▶ Work to complete
With the line containing "Agricultural drone survey: scan the aerial photo for white" as the starting point, output the remaining lines of the data exactly as they are, through the last.
+++ Data for processing +++
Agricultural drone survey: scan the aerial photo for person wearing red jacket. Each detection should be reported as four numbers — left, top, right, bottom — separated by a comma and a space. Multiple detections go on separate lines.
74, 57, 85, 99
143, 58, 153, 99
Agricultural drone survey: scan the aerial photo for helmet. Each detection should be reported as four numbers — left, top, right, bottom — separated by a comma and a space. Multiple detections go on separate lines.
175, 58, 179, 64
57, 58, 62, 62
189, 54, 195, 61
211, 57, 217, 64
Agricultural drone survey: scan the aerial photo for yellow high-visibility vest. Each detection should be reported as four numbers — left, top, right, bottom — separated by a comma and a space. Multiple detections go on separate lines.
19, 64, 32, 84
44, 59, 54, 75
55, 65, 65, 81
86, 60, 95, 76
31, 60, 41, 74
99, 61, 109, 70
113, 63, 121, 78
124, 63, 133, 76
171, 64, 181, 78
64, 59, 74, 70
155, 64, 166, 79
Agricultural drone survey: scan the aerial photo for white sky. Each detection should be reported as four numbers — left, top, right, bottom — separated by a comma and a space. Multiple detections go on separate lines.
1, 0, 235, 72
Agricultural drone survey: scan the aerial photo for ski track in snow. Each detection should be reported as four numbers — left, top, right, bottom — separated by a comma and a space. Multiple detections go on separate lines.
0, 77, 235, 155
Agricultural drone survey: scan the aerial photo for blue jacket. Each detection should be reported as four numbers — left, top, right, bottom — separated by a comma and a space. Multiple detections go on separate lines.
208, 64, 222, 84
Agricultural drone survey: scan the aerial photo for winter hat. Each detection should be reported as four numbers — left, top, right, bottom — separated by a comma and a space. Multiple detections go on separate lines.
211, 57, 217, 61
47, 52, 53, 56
+++
▶ Solution to this task
Agricultural drone survey: scan the aerial photo for white sky. Each detection should be reported as four numbers — left, top, right, bottom — separated by a comma and a space. Multiple detections go on separate lines.
1, 0, 235, 72
Agricultural drone survey: scan the aerial photo for ski track in snow. Each detection should be reported as four numbers — left, top, right, bottom — separated by a comma and a space. Multiple detections go on separate lines.
0, 77, 235, 155
Agricultural drone survey: scan the aerial photo for blue jacket. Each detection should be reported as four numbers — left, top, right, bottom — separated by a comma and a space. Multiple detections go on separate lines.
208, 64, 222, 84
Agricultural drone survey: scan the aerial photo for winter hat. Each detection should be reported as four numbers — left, top, right, bottom — separated by a comma and a space. Multiple detections go on separate lines.
211, 57, 217, 61
47, 52, 53, 56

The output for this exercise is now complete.